Saved entries

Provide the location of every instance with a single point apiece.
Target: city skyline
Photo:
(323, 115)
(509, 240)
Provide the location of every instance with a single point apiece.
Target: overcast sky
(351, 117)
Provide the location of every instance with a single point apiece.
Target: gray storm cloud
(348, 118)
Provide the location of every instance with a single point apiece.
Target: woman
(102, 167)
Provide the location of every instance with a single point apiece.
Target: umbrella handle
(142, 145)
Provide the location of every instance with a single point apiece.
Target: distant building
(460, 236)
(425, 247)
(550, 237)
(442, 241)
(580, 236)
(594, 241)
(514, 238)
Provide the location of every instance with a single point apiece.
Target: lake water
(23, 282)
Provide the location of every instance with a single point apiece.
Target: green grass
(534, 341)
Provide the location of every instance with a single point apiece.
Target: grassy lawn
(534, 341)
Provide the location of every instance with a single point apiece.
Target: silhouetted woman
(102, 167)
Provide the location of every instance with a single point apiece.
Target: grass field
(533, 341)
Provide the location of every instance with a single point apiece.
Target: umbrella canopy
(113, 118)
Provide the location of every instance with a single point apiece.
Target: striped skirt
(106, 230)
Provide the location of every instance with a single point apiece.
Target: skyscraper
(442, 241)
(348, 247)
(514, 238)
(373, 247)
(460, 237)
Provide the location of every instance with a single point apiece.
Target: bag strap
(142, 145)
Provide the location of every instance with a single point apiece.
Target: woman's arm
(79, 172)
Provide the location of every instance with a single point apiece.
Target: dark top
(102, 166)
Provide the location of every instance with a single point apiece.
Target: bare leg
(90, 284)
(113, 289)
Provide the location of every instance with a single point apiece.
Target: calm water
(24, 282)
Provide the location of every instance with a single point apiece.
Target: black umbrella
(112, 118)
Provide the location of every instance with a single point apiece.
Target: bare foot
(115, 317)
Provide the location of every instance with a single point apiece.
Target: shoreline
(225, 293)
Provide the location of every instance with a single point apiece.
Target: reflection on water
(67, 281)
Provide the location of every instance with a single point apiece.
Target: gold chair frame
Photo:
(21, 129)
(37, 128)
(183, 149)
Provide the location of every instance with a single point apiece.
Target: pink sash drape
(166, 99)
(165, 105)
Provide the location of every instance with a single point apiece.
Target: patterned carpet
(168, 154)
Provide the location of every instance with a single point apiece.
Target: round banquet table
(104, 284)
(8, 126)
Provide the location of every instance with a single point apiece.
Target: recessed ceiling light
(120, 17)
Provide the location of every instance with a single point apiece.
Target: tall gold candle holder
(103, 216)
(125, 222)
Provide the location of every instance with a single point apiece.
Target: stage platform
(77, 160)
---
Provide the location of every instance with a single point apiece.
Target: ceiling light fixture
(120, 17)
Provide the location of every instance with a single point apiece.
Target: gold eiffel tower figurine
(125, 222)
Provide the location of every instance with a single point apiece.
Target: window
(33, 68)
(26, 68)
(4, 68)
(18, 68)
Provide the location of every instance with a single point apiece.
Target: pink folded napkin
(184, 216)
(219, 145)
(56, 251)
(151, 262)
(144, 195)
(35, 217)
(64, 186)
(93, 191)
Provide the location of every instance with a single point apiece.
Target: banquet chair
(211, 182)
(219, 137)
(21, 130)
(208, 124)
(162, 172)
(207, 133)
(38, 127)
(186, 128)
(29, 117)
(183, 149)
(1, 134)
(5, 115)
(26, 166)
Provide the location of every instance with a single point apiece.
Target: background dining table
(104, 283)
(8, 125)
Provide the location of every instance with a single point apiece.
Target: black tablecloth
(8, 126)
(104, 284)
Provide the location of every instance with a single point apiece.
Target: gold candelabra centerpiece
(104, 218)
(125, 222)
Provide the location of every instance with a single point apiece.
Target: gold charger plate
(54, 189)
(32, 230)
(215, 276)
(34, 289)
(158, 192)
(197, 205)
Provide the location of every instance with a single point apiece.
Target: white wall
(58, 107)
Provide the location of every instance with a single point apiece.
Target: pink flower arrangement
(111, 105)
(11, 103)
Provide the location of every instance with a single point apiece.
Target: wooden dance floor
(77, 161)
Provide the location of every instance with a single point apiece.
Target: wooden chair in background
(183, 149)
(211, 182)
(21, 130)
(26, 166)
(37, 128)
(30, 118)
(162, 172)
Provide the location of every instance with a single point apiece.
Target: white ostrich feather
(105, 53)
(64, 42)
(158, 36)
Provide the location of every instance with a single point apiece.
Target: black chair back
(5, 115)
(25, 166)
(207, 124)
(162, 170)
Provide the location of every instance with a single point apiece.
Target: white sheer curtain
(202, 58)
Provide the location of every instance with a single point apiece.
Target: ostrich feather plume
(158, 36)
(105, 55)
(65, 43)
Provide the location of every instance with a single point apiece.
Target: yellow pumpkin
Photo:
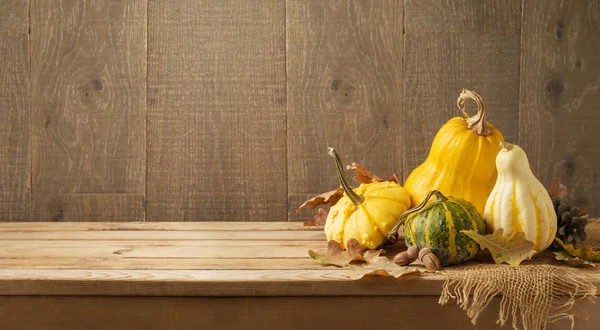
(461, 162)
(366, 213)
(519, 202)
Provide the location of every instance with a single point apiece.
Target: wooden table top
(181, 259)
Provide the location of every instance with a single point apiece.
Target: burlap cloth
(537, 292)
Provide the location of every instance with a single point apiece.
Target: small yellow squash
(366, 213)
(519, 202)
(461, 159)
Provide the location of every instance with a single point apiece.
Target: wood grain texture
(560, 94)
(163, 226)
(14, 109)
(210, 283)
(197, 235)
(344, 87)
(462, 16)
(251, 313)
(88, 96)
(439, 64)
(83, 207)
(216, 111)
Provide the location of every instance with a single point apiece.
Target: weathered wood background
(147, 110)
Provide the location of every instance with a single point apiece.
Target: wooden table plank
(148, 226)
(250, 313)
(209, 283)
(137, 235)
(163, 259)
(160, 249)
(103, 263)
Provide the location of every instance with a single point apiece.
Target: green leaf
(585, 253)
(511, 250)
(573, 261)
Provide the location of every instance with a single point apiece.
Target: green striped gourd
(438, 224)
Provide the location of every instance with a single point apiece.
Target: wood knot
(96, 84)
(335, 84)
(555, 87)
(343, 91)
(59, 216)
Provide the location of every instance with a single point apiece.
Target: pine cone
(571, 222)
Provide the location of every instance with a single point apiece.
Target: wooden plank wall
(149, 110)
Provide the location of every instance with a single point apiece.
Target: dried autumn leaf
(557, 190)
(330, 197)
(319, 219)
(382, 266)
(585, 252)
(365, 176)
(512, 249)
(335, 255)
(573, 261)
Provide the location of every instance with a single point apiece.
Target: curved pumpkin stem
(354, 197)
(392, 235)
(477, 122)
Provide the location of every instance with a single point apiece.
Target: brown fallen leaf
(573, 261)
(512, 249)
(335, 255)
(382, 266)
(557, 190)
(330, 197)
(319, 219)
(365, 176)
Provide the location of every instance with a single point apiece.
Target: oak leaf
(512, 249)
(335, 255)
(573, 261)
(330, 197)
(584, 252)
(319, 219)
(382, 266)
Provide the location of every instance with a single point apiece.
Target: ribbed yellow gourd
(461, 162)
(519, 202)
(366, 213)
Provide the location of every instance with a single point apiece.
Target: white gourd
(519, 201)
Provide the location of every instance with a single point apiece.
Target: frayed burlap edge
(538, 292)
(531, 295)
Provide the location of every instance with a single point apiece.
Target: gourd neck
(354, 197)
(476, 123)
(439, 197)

Task objective: Count the lines in the items above that contain the word "background". Give only the number.

Task answer: 3